Items from a labeling collection
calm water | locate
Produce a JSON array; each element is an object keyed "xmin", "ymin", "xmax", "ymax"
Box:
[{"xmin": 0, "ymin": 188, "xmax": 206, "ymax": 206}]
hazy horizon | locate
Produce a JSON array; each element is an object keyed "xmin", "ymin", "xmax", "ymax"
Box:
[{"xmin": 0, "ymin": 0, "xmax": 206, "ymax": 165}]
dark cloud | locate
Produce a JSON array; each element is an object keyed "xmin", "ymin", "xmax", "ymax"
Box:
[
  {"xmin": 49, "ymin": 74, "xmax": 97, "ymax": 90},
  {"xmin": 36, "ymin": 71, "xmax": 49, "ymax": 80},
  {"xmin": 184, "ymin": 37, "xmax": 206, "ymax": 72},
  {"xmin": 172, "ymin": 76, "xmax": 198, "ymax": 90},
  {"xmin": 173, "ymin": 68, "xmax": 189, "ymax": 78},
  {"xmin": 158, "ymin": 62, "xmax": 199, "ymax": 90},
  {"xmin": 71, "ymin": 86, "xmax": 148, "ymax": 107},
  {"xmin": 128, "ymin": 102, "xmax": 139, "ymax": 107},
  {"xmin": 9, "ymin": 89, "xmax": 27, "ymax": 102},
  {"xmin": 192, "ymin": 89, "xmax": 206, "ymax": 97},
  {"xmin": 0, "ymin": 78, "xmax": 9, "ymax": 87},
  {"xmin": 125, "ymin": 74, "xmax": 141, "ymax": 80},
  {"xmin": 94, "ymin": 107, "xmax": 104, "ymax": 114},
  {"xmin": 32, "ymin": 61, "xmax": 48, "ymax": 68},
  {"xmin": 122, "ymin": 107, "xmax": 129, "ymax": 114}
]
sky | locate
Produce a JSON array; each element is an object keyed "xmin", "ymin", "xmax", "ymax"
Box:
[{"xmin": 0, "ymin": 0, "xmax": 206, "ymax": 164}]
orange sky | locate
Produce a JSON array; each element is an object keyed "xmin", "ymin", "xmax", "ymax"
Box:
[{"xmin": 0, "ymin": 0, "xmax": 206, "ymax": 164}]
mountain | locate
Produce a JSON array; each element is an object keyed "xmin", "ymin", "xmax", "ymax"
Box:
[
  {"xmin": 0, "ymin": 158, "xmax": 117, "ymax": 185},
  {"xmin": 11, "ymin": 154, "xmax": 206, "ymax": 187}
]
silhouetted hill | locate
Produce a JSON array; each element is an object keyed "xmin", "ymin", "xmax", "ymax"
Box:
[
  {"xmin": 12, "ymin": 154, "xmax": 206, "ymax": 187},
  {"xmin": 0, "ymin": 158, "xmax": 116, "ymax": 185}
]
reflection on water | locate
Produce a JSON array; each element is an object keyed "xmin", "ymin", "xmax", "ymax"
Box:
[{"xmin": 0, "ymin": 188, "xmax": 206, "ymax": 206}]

The problem.
Return all of the records above, copying every line verbatim.

Correct result.
calm water | locate
Produce a JSON array; each element is an object keyed "xmin", "ymin", "xmax", "ymax"
Box:
[{"xmin": 0, "ymin": 188, "xmax": 206, "ymax": 206}]
hazy horizon | locate
Produce a JSON array; each element is an object keyed "xmin", "ymin", "xmax", "ymax"
Box:
[{"xmin": 0, "ymin": 0, "xmax": 206, "ymax": 165}]
dark cloud | locate
Produce a JSON array; each element is an object keyed "xmin", "ymin", "xmax", "ymax"
Box:
[
  {"xmin": 49, "ymin": 74, "xmax": 97, "ymax": 90},
  {"xmin": 36, "ymin": 71, "xmax": 49, "ymax": 80},
  {"xmin": 184, "ymin": 37, "xmax": 206, "ymax": 72},
  {"xmin": 172, "ymin": 76, "xmax": 198, "ymax": 90},
  {"xmin": 173, "ymin": 68, "xmax": 189, "ymax": 78},
  {"xmin": 158, "ymin": 62, "xmax": 199, "ymax": 90},
  {"xmin": 71, "ymin": 86, "xmax": 148, "ymax": 107},
  {"xmin": 128, "ymin": 102, "xmax": 139, "ymax": 107},
  {"xmin": 9, "ymin": 89, "xmax": 27, "ymax": 102},
  {"xmin": 192, "ymin": 89, "xmax": 206, "ymax": 97},
  {"xmin": 0, "ymin": 78, "xmax": 9, "ymax": 87},
  {"xmin": 125, "ymin": 74, "xmax": 141, "ymax": 80},
  {"xmin": 94, "ymin": 107, "xmax": 104, "ymax": 114},
  {"xmin": 32, "ymin": 61, "xmax": 48, "ymax": 68},
  {"xmin": 122, "ymin": 107, "xmax": 129, "ymax": 114}
]
sky | locate
Produce a JSON array; each element is an object keyed "xmin", "ymin", "xmax", "ymax"
Box:
[{"xmin": 0, "ymin": 0, "xmax": 206, "ymax": 164}]
orange sky | locate
Produce a JSON array; each element is an object keyed "xmin", "ymin", "xmax", "ymax"
Box:
[{"xmin": 0, "ymin": 0, "xmax": 206, "ymax": 164}]
mountain | locate
Produce a JSON array; each element is an object keyed "xmin", "ymin", "xmax", "ymax"
Box:
[
  {"xmin": 0, "ymin": 158, "xmax": 117, "ymax": 185},
  {"xmin": 11, "ymin": 154, "xmax": 206, "ymax": 187}
]
silhouetted hill | locate
Produce a JSON array; each element is an object keyed "xmin", "ymin", "xmax", "ymax"
Box:
[
  {"xmin": 12, "ymin": 154, "xmax": 206, "ymax": 187},
  {"xmin": 0, "ymin": 158, "xmax": 116, "ymax": 185}
]
reflection on water | locate
Produce a JSON array; each element is an object keyed "xmin", "ymin", "xmax", "ymax"
Box:
[{"xmin": 0, "ymin": 188, "xmax": 206, "ymax": 206}]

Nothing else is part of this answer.